---------- Supplied text
Concern about spatial inequalities between regions has grown since the global financial crisis of 2008 (De Ruyter et al., Citation2021; Martin et al., Citation2022). In particular, growing spatial polarisation between the ‘superstar’ cities in which the knowledge economy is concentrated and ‘left-behind’ places has attracted attention from both researchers and policymakers (Bolton et al., Citation2020; Hendrickson et al., Citation2018; Martin et al., Citation2021). Much of this interest has been sparked by the growth of political discontent and populism since the election of Donald Trump in the United States and the Brexit vote in the UK in 2016, based on popular resentment against political elites and institutions (Gordon, Citation2018; Rodrik, Citation2018). ‘Left-behind’ places are commonly portrayed as hotbeds of discontent, taking their revenge against established actors and norms by voting for antisystem parties and movements (Rodríguez-Pose, Citation2018; Rodríguez-Pose et al., Citation2023). This ‘geography of discontent’ (McCann, Citation2020) is evident across a number of countries (Cagé & Piketty, Citation2024; Dvořák & Zouhar, Citation2023; McQuarrie, Citation2017), although specific patterns of populist support vary considerably (Coquard, Citation2019; de Lange et al., Citation2023; Neel, Citation2018).

The concept of ‘left-behind’ places has become widely used to refer to post-industrial cities and towns as well as some rural areas characterised by economic underperformance and decline (Rodríguez-Pose, Citation2018). They are held to have been ‘left-behind’ by broader processes of globalisation, technological change, labour market restructuring and political realignment (Martin et al., Citation2021; Rodríguez-Pose, Citation2018). While the term ‘left-behind’ places is new, these underlying processes have been in operation since at least the 1970s, generating spatially uneven outcomes between growing and underperforming regions (Hudson, Citation2007; Massey, Citation1979). The latter have previously been subject to various labels such as ‘lagging’, ‘depressed’, ‘distressed’, ‘underdeveloped’, ‘disadvantaged’ or ‘deprived’ (Gudgin, Citation1995; Hudson, Citation2007; Martin et al., Citation2021). The post-2008 concern with ‘left-behind’ places can be seen as somewhat Anglo-American in origin, with such regions often referred to by different labels in different countries. These include ‘la France périphérique’ (peripheral France), ‘abgehängte Regionen’ (suspended regions) in Germany, ‘Aree Interne’ (inner areas) in Italy, ‘Krimpgebieden’ (shrinking areas) in the Netherlands, ‘la España vaciada’ (the hollowed-out Spain), and ‘legacy cities’ and the ‘rustbelt’ in the United States (Pike et al., Citation2023, in this issue).
--------------------
What this task involves
Pick up the text on "left-behind" places right after its last sentence and keep writing. You won't need the material that comes after this text.
---------- Listed records
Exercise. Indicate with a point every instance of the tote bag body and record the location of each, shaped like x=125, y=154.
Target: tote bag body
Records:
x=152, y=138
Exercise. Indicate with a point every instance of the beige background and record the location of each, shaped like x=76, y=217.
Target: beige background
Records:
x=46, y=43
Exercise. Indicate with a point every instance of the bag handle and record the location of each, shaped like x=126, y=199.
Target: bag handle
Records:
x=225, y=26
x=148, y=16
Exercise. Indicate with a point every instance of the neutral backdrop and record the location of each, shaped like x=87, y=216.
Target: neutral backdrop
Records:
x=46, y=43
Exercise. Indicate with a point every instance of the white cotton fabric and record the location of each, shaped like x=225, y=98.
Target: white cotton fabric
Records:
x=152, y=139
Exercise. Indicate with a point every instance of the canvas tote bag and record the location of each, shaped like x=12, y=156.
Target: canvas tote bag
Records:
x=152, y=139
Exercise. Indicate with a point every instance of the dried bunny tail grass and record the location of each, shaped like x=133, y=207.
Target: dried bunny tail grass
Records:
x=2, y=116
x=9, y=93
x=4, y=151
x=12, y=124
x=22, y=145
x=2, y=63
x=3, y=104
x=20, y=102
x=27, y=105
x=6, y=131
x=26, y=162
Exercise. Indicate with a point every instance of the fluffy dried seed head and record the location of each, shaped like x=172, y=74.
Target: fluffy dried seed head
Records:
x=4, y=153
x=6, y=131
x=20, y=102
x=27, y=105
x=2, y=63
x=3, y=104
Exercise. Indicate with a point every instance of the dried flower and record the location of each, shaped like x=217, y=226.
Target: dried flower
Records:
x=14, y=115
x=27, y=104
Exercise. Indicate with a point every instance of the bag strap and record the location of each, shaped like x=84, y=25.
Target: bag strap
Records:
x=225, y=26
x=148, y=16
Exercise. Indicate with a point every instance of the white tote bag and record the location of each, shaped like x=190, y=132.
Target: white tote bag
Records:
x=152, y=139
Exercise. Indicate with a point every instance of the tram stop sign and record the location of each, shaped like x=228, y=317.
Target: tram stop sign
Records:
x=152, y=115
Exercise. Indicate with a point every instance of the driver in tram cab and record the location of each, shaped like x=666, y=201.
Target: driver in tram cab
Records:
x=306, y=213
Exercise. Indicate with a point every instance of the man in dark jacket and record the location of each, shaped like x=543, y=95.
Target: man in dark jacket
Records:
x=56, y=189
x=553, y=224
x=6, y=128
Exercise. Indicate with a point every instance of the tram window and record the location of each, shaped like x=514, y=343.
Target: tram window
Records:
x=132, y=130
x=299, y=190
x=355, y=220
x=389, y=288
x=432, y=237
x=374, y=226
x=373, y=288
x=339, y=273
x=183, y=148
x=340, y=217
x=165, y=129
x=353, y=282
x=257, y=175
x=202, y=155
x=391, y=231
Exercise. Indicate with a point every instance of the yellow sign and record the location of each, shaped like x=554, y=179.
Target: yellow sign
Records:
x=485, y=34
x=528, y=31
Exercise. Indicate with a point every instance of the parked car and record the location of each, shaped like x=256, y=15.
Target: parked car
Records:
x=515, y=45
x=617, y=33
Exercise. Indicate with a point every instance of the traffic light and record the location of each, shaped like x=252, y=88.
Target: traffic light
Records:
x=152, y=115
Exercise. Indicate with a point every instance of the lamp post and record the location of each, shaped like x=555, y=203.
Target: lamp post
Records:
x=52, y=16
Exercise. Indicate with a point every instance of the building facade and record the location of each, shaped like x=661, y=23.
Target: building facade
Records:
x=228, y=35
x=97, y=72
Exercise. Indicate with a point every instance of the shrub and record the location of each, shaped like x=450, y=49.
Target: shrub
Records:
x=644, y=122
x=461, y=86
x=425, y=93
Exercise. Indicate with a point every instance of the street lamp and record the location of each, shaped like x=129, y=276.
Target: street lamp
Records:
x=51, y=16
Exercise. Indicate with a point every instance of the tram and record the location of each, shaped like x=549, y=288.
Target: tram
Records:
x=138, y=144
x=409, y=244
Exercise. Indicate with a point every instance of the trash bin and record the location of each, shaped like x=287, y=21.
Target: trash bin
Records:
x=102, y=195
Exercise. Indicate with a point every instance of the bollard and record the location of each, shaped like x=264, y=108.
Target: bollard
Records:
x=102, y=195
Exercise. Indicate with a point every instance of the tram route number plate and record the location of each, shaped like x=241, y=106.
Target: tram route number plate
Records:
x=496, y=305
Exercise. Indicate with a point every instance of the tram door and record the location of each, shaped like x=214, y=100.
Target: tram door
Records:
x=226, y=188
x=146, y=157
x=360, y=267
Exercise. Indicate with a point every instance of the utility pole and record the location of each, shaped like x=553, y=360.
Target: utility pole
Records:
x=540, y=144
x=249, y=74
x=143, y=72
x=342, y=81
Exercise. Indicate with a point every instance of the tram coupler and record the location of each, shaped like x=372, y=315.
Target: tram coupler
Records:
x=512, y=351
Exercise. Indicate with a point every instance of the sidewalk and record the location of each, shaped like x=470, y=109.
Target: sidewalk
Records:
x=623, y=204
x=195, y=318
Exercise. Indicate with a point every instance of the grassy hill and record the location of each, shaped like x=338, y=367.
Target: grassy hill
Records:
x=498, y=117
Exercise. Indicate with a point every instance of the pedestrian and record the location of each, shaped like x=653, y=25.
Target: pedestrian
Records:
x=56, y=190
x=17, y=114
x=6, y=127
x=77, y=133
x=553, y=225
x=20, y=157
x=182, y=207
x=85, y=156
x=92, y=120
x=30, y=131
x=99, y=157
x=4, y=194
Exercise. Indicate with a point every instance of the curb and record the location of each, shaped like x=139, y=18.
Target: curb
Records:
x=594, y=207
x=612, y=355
--------------------
Solved problem
Against this backdrop, the aim of this special issue is to advance current debates on regional inequalities by providing a richer and more nuanced cross-national examination of ‘left-behind’ regions. It moves beyond the largely quantitative electoral work that has identified such regions as hotspots of discontent by opening up the condition and feeling of ‘left-behindness’ across a range of socio-spatial contexts. The special issue seeks to develop a broader understanding of the diverse meanings and manifestations of ‘left-behind’ places by: exploring the origins and meaning of the term; examining their production through broader processes of socio-spatial restructuring; (re)conceptualising ‘left-behindness’ in terms of the contrasting feelings of embitterment and hope; and, unpacking how local and national actors respond to decline and marginalisation. Before turning to introduce the individual contributions to the special issue, we provide a broader outline of how ‘left-behind’ places have been conceptualised in the literature.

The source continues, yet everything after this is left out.